Your answer must be an exact copy of the data below.

+++ Materials provided

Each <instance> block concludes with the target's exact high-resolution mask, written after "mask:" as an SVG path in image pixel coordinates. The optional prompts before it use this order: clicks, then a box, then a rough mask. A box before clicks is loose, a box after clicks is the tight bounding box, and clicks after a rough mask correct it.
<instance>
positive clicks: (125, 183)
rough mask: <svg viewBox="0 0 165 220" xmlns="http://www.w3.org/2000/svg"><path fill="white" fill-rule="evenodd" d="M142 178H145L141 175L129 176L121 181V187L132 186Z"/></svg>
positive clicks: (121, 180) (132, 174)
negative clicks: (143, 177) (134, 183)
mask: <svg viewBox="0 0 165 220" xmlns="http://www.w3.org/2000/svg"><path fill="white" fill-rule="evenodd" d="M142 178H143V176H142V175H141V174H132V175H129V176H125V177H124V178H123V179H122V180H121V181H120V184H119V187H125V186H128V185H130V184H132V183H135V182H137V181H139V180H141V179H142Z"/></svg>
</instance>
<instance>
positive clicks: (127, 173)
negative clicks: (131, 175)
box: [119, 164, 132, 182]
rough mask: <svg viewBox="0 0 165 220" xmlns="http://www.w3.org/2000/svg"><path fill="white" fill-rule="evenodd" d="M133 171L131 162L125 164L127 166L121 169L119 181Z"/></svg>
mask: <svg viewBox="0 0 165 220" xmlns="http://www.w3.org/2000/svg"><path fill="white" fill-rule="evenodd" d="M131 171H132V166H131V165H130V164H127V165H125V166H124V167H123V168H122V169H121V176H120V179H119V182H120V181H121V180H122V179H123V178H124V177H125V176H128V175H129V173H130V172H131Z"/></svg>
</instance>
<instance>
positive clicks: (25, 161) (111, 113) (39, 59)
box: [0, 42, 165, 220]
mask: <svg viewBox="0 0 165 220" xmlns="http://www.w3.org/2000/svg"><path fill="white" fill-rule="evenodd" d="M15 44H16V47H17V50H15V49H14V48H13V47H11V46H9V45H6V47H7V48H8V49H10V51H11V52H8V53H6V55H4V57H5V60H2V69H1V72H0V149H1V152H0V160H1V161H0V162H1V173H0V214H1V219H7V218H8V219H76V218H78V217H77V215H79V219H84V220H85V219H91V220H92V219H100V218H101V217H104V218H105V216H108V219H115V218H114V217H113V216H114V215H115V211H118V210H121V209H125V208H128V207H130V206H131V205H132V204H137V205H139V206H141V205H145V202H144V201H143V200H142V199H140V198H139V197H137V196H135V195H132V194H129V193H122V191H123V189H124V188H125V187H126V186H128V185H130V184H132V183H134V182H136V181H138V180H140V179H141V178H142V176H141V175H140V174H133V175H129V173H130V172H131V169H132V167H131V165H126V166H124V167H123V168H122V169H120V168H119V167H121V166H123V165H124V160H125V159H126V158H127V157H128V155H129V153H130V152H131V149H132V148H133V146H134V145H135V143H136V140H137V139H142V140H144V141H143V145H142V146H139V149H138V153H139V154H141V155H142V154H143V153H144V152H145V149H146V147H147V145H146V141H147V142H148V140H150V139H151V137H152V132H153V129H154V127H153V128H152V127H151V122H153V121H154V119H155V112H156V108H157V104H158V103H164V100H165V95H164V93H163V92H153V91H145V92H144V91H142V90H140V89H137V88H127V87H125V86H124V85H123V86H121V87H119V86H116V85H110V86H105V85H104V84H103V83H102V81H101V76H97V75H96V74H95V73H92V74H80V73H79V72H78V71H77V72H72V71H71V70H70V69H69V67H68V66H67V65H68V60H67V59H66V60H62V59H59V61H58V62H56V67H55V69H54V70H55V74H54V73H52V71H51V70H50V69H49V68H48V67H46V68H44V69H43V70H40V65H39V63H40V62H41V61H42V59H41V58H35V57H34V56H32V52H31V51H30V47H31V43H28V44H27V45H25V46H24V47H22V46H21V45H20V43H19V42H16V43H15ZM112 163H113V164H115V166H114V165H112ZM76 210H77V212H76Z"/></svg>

++++++

_Exercise solution_.
Each <instance> block concludes with the target's exact high-resolution mask, written after "mask:" as an SVG path in image pixel coordinates. The optional prompts before it use this order: clicks, then a box, then a rough mask. A box before clicks is loose, a box after clicks is the tight bounding box, and clicks after a rough mask correct it.
<instance>
positive clicks: (125, 183)
rough mask: <svg viewBox="0 0 165 220" xmlns="http://www.w3.org/2000/svg"><path fill="white" fill-rule="evenodd" d="M142 178H145L141 175L129 176L121 181V187L132 186Z"/></svg>
positive clicks: (121, 180) (132, 174)
negative clicks: (143, 177) (134, 183)
mask: <svg viewBox="0 0 165 220" xmlns="http://www.w3.org/2000/svg"><path fill="white" fill-rule="evenodd" d="M142 178H143V176H142V175H141V174H132V175H129V176H125V177H124V178H123V179H122V180H121V181H120V184H119V187H125V186H128V185H130V184H132V183H135V182H137V181H139V180H141V179H142Z"/></svg>
</instance>
<instance>
positive clicks: (127, 173)
negative clicks: (131, 175)
box: [119, 164, 132, 182]
rough mask: <svg viewBox="0 0 165 220" xmlns="http://www.w3.org/2000/svg"><path fill="white" fill-rule="evenodd" d="M133 171L131 162L125 164L127 166L121 169L119 181Z"/></svg>
mask: <svg viewBox="0 0 165 220" xmlns="http://www.w3.org/2000/svg"><path fill="white" fill-rule="evenodd" d="M131 171H132V166H131V165H130V164H127V165H125V166H124V167H123V168H122V169H121V176H120V179H119V182H120V181H121V180H122V179H123V178H124V177H125V176H128V175H129V173H130V172H131Z"/></svg>
</instance>
<instance>
positive clicks: (25, 161) (111, 113) (39, 59)
box: [0, 42, 165, 220]
mask: <svg viewBox="0 0 165 220" xmlns="http://www.w3.org/2000/svg"><path fill="white" fill-rule="evenodd" d="M15 44H16V47H17V50H15V49H14V48H13V47H11V46H9V45H6V47H7V48H8V49H10V51H11V52H8V53H6V55H4V57H5V60H2V69H1V72H0V149H1V152H0V160H1V161H0V162H1V173H0V214H1V219H7V218H8V219H76V218H78V217H77V215H79V219H84V220H85V219H91V220H92V219H100V218H101V217H104V218H105V216H108V219H115V218H114V217H113V216H114V215H115V211H118V210H121V209H125V208H128V207H130V206H131V205H132V204H137V205H139V206H141V205H145V202H144V201H143V200H142V199H140V198H139V197H137V196H135V195H132V194H129V193H122V191H123V189H124V188H125V187H126V186H128V185H130V184H132V183H134V182H136V181H138V180H140V179H141V178H142V176H141V175H140V174H133V175H129V173H130V172H131V169H132V167H131V165H126V166H124V167H123V168H122V169H120V168H119V167H121V166H123V165H124V160H125V159H126V158H127V157H128V155H129V153H130V152H131V149H132V148H133V146H134V145H135V143H136V140H137V139H142V140H144V141H143V145H142V146H139V149H138V153H139V154H141V155H142V154H143V153H144V152H145V149H146V147H147V145H146V141H147V142H148V140H150V139H151V137H152V132H153V129H154V127H153V128H152V127H151V122H153V121H154V119H155V112H156V108H157V104H158V103H164V100H165V95H164V93H163V92H153V91H145V92H144V91H142V90H140V89H137V88H127V87H125V86H124V85H123V86H121V87H119V86H116V85H110V86H105V85H104V84H103V83H102V81H101V76H97V75H96V74H95V73H92V74H80V73H79V72H78V71H77V72H72V71H71V70H70V69H69V67H68V66H67V65H68V60H67V59H66V60H62V59H59V61H58V62H56V67H55V69H54V70H55V74H54V73H52V71H51V70H50V69H49V68H48V67H46V68H44V69H43V70H40V65H39V63H40V62H41V61H42V59H41V58H35V57H34V56H32V52H31V51H30V47H31V43H28V44H27V45H25V46H24V47H22V46H21V45H20V43H19V42H16V43H15ZM112 163H113V164H115V166H114V165H112ZM76 210H77V212H76Z"/></svg>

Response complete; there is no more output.